Entries supplied: Begin

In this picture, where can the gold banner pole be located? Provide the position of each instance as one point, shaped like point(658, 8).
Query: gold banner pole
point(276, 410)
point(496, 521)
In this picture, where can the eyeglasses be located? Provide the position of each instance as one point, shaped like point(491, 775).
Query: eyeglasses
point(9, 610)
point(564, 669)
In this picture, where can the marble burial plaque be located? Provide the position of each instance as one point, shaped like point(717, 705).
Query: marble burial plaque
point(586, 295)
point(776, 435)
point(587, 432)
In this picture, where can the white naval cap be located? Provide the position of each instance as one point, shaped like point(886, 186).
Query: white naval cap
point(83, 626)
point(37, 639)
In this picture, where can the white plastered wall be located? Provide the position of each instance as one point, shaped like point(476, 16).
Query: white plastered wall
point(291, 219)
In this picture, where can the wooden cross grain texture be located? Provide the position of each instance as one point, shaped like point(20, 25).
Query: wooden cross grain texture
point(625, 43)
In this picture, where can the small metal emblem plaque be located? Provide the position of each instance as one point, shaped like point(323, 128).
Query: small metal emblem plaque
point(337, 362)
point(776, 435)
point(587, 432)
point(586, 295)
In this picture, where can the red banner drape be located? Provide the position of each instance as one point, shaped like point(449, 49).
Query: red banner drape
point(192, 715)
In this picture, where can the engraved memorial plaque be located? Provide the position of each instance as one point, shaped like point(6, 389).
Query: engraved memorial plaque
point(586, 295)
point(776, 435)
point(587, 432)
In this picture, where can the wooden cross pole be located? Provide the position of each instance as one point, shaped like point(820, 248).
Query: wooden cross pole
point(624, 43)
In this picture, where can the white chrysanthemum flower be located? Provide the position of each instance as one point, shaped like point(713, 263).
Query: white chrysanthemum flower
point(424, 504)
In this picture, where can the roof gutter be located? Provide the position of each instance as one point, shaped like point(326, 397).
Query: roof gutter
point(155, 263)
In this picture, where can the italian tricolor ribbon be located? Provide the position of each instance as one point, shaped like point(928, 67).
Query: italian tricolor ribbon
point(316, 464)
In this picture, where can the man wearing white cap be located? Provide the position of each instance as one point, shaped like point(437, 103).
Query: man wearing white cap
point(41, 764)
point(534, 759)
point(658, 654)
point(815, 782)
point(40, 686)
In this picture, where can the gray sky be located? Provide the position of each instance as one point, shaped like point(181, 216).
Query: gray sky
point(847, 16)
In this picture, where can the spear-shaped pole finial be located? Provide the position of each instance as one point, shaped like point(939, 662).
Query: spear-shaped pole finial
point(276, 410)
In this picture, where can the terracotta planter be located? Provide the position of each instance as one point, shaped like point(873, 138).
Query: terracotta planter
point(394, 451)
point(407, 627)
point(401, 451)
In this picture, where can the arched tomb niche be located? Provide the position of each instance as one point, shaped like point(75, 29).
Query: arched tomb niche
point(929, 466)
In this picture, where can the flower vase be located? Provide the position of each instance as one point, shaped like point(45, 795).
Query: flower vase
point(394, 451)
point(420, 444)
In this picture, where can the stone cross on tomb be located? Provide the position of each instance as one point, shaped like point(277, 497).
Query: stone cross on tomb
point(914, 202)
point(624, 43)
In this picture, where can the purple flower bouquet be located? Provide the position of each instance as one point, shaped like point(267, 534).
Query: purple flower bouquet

Entries supplied: End

* **Try it**
Repeat word for word the lines above that run from the line containing "Query: white chrysanthemum flower" through the line containing "In this picture, where can the spear-shaped", both ends included, and nothing else.

* **Response**
Query: white chrysanthemum flower
point(424, 504)
In this picture, where can the roof gutter be located? Provide the position of each instance as one point, shaped like point(326, 397).
Query: roof gutter
point(155, 263)
In this picture, where can the italian tricolor ribbon be located? Provide the position of each instance as one point, shaped like point(928, 67).
Query: italian tricolor ribbon
point(316, 464)
In this picture, where can the man wearing white cap be located? Provide the position of each instance as one point, shaped like point(437, 103).
Query: man wearing white cap
point(41, 764)
point(534, 759)
point(658, 654)
point(815, 782)
point(40, 686)
In this picture, where can the gray sky be located? Provide the position of each instance as one point, shaped like point(181, 216).
Query: gray sky
point(847, 16)
In this picture, where can the spear-shaped pole finial be located? Provide the position of each instance as one point, shaped like point(939, 662).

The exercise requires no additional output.